State how many lines in the entries below hold the word "instance", with nothing besides the number.

____________________

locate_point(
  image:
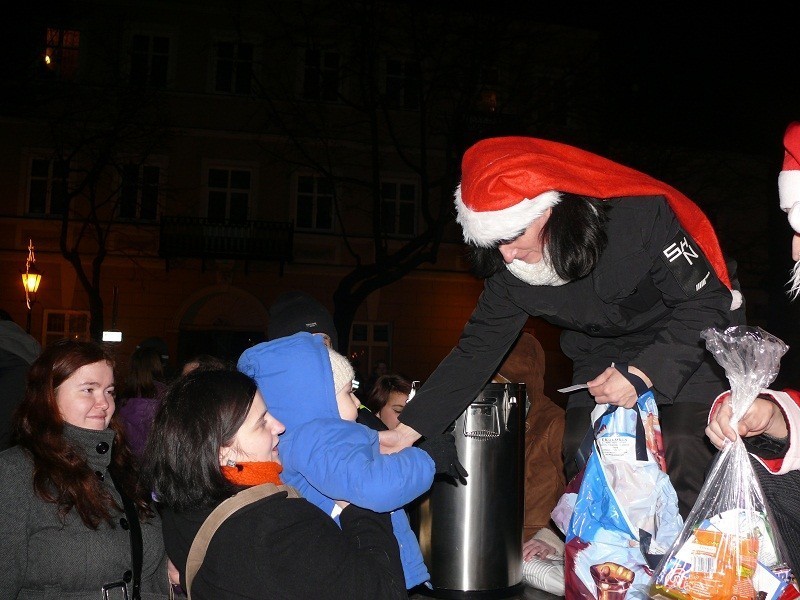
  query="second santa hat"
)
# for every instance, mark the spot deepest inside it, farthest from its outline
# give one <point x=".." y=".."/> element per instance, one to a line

____________________

§ **Your solution**
2